• _Your objective_
Select every line in the records below that contains the word "find", and copy each of those lines.

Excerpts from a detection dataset
··········

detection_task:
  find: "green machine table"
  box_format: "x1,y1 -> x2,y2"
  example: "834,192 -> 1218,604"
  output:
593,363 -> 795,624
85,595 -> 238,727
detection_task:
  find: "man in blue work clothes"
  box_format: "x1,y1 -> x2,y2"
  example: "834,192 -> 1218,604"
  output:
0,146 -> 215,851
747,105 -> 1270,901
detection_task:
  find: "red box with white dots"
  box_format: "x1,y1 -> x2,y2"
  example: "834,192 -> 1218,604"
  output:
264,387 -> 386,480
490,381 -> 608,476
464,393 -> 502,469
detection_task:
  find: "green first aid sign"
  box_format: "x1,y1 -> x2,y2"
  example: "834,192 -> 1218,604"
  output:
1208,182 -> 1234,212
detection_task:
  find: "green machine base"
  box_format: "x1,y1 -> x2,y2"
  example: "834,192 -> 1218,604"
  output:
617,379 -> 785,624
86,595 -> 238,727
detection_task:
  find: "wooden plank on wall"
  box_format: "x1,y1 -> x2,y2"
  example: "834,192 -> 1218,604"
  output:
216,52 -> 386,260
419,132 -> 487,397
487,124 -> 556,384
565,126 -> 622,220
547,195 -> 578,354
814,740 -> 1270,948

··········

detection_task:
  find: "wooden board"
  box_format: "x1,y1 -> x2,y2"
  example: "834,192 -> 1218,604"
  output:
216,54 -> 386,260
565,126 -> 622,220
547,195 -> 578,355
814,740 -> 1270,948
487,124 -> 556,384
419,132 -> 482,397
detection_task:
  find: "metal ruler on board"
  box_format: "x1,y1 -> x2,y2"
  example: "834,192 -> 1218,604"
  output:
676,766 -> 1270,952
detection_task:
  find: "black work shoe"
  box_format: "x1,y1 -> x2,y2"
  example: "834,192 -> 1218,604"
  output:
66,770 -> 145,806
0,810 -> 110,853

··········

• _Expected answer_
  find: "green machine table"
  find: "man in blue work clothes"
  find: "red box with white dots"
  find: "green first aid sign"
  find: "green machine base"
  find: "wooden plank on wall"
  find: "wooden board"
  find: "metal ruler on board"
  find: "black work shoe"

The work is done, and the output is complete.